## [STORED DATA]
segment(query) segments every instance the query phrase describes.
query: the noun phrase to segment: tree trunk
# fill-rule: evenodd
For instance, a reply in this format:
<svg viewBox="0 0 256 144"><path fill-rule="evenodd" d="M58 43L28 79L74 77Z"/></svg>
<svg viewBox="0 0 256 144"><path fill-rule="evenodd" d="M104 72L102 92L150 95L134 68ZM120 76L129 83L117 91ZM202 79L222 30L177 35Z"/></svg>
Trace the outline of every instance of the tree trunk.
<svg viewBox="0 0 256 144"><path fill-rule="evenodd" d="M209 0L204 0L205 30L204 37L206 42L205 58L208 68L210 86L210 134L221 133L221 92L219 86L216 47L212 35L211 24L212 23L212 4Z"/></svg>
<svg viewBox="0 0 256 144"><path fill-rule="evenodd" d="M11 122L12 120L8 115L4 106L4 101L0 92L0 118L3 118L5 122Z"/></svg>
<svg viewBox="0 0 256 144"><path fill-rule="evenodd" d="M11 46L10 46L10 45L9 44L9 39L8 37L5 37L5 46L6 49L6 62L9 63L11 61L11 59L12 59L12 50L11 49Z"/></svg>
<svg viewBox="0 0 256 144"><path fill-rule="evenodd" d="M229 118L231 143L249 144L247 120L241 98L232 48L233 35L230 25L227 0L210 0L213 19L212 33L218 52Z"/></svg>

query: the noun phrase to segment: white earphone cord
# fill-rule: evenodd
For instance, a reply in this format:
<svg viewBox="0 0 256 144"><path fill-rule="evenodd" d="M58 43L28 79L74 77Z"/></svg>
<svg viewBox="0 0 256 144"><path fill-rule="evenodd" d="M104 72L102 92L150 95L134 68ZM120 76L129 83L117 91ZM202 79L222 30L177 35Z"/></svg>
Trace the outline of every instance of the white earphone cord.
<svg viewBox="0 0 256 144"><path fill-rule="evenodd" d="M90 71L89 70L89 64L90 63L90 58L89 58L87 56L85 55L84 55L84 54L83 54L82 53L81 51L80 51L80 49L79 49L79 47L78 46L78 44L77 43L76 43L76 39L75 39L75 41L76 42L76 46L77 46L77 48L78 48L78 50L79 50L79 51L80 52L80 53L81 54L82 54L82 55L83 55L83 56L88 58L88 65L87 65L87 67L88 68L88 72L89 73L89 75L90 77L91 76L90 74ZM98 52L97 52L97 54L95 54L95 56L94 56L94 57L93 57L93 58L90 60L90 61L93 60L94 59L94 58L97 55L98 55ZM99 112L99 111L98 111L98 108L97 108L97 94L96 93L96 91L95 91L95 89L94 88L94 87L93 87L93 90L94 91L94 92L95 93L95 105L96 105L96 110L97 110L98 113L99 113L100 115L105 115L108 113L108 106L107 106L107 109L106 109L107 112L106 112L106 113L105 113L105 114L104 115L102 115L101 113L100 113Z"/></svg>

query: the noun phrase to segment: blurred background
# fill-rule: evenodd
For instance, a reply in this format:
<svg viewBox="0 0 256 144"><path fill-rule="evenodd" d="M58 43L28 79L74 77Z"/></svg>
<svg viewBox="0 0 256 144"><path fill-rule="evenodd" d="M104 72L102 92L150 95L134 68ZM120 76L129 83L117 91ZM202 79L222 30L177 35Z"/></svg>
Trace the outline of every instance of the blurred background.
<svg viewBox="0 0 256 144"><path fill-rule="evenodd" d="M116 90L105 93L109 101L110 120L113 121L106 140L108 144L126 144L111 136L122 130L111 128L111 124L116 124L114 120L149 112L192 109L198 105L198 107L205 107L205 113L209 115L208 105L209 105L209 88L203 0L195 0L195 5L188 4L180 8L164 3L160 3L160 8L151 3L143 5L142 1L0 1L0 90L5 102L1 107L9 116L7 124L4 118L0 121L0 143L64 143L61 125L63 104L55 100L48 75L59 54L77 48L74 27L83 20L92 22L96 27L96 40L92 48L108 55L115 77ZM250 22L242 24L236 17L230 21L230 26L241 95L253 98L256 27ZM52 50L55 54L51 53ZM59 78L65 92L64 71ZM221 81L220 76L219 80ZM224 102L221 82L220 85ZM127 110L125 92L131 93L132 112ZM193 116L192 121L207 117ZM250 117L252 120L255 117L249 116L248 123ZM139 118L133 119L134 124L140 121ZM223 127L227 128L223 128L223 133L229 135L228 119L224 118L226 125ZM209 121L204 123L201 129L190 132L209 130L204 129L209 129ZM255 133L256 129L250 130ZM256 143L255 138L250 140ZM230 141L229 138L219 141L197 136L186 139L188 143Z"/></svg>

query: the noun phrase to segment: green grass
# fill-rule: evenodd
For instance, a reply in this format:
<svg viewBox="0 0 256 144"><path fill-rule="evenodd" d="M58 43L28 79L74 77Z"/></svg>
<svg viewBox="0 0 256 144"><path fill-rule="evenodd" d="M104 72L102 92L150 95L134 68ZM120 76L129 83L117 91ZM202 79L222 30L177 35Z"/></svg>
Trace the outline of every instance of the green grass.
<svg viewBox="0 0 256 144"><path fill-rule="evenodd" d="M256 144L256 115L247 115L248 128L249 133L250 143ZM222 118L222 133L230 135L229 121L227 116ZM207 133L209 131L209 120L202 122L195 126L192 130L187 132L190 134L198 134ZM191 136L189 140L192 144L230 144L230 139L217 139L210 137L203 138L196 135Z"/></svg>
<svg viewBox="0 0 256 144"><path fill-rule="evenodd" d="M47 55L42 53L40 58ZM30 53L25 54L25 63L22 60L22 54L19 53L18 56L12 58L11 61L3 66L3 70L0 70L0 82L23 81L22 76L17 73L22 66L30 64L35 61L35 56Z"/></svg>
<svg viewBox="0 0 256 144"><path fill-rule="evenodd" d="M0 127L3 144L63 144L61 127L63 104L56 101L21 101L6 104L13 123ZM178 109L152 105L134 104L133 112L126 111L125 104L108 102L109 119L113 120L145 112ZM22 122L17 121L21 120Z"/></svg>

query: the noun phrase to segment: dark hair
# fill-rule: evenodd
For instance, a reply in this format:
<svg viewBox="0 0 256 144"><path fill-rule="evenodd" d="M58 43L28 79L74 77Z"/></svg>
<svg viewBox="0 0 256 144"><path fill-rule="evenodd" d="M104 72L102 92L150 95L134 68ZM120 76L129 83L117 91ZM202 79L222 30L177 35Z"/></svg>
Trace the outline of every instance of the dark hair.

## [EXERCISE DETAILS]
Copy the lines above exactly as they appear.

## [TASK RESPONSE]
segment(query) segments every instance the query phrase describes.
query: the noun phrase to segment: tree trunk
# fill-rule: evenodd
For instance, a reply in this format:
<svg viewBox="0 0 256 144"><path fill-rule="evenodd" d="M58 43L28 79L74 77Z"/></svg>
<svg viewBox="0 0 256 144"><path fill-rule="evenodd" d="M104 72L102 92L150 95L134 68ZM120 76L129 83L117 91ZM202 79L222 30L177 35Z"/></svg>
Trace the outline of every instance of the tree trunk.
<svg viewBox="0 0 256 144"><path fill-rule="evenodd" d="M209 0L204 0L205 30L204 37L206 42L205 58L208 68L210 86L210 134L221 133L221 92L219 86L216 47L212 35L211 24L212 23L212 4Z"/></svg>
<svg viewBox="0 0 256 144"><path fill-rule="evenodd" d="M11 122L12 120L8 115L4 106L4 101L0 92L0 118L3 118L5 122Z"/></svg>
<svg viewBox="0 0 256 144"><path fill-rule="evenodd" d="M11 46L10 46L10 45L9 44L9 39L8 37L5 37L5 46L6 49L6 62L9 63L11 61L11 59L12 59L12 50L11 49Z"/></svg>
<svg viewBox="0 0 256 144"><path fill-rule="evenodd" d="M229 118L231 143L249 144L247 120L241 98L232 48L233 35L230 25L227 0L210 0L213 19L212 33L218 52Z"/></svg>

query: the noun phrase to segment: white earphone cord
# fill-rule: evenodd
For instance, a reply in this format:
<svg viewBox="0 0 256 144"><path fill-rule="evenodd" d="M58 43L28 79L74 77Z"/></svg>
<svg viewBox="0 0 256 144"><path fill-rule="evenodd" d="M104 72L102 92L150 95L134 68ZM120 76L129 83L117 91ZM202 79L222 30L177 35Z"/></svg>
Trace the outline of every instance of the white earphone cord.
<svg viewBox="0 0 256 144"><path fill-rule="evenodd" d="M90 71L89 70L89 64L90 63L90 58L89 58L87 56L85 55L84 55L84 54L83 54L82 53L81 51L80 51L80 49L79 49L79 47L78 46L78 44L77 43L76 43L76 39L75 39L75 41L76 42L76 46L77 46L77 48L78 48L78 50L79 50L79 51L80 52L80 53L81 54L82 54L82 55L83 55L83 56L88 58L88 65L87 65L87 67L88 68L88 72L89 73L89 75L90 77L91 76L90 74ZM98 52L97 52L97 54L95 54L95 56L94 56L94 57L93 57L93 58L90 60L90 61L93 60L94 59L94 58L97 55L98 55ZM99 112L99 111L98 111L98 108L97 108L97 94L96 93L96 91L95 91L95 89L94 88L94 87L93 87L93 90L94 91L94 92L95 93L95 105L96 105L96 110L97 110L98 113L99 113L100 115L105 115L108 113L108 106L107 106L107 109L106 109L107 112L106 112L106 113L105 113L105 114L104 115L102 115L101 113L100 113Z"/></svg>

query: the noun phrase to segment: blurred background
# fill-rule: evenodd
For instance, a reply in this format:
<svg viewBox="0 0 256 144"><path fill-rule="evenodd" d="M58 43L28 79L74 77Z"/></svg>
<svg viewBox="0 0 256 144"><path fill-rule="evenodd" d="M104 72L102 92L150 95L134 68ZM120 76L129 83L117 91ZM202 79L222 30L177 35Z"/></svg>
Trace the outline of every instance of the blurred background.
<svg viewBox="0 0 256 144"><path fill-rule="evenodd" d="M116 90L105 93L109 101L110 120L113 121L106 140L108 144L126 144L111 136L122 130L111 128L111 124L116 124L114 120L149 112L192 109L198 105L198 107L205 107L205 113L209 115L208 105L209 105L209 88L203 0L195 0L195 5L188 4L180 8L164 3L160 3L160 8L151 3L143 5L142 1L0 1L0 90L5 102L1 107L9 116L7 124L4 118L0 121L0 143L64 143L61 125L63 104L55 100L48 75L59 54L77 48L74 27L83 20L92 22L96 27L96 40L92 48L108 55L115 77ZM250 22L242 24L236 17L230 21L230 26L241 95L253 98L256 27ZM52 50L55 54L51 53ZM59 78L65 92L64 71ZM221 81L220 76L219 80ZM224 102L221 82L220 85ZM127 110L125 92L131 93L132 112ZM193 116L192 121L207 117ZM250 117L252 120L255 117L249 116L248 123ZM139 118L133 119L134 124L140 121ZM223 127L227 128L223 128L223 133L229 135L228 119L224 118L226 125ZM209 121L204 123L201 129L190 132L209 130L204 129L209 129ZM255 133L256 129L250 130ZM256 143L255 138L250 140ZM230 141L229 138L219 141L197 136L186 139L188 143Z"/></svg>

query: the noun phrase to segment: green grass
# fill-rule: evenodd
For instance, a reply in this format:
<svg viewBox="0 0 256 144"><path fill-rule="evenodd" d="M58 43L28 79L74 77Z"/></svg>
<svg viewBox="0 0 256 144"><path fill-rule="evenodd" d="M104 72L102 92L150 95L134 68ZM120 76L129 83L117 91ZM202 79L222 30L177 35Z"/></svg>
Trace the outline of every instance of the green grass.
<svg viewBox="0 0 256 144"><path fill-rule="evenodd" d="M256 144L256 115L247 115L248 128L249 133L250 143ZM222 118L222 133L230 135L229 121L227 116ZM207 133L209 131L209 120L202 122L195 126L192 130L187 132L190 134L198 134ZM191 136L189 140L192 144L230 144L230 139L217 139L210 137L203 138L196 135Z"/></svg>
<svg viewBox="0 0 256 144"><path fill-rule="evenodd" d="M47 55L42 53L40 58ZM30 53L25 54L25 63L22 60L22 54L19 53L18 56L12 58L11 61L3 66L3 70L0 70L0 82L23 81L22 76L17 73L22 66L30 64L35 61L35 56Z"/></svg>
<svg viewBox="0 0 256 144"><path fill-rule="evenodd" d="M0 127L3 144L63 144L61 127L63 104L56 101L21 101L6 104L13 123ZM178 109L152 105L134 104L133 112L126 111L125 104L108 102L109 119L113 120L145 112ZM22 122L17 121L21 120Z"/></svg>

query: the noun phrase to segment: dark hair
# fill-rule: evenodd
For instance, a reply in this format:
<svg viewBox="0 0 256 144"><path fill-rule="evenodd" d="M58 43L28 79L74 77Z"/></svg>
<svg viewBox="0 0 256 144"><path fill-rule="evenodd" d="M104 72L102 92L150 95L134 68ZM120 76L129 83L117 91ZM202 79L222 30L177 35Z"/></svg>
Trace the outline of every instance of the dark hair.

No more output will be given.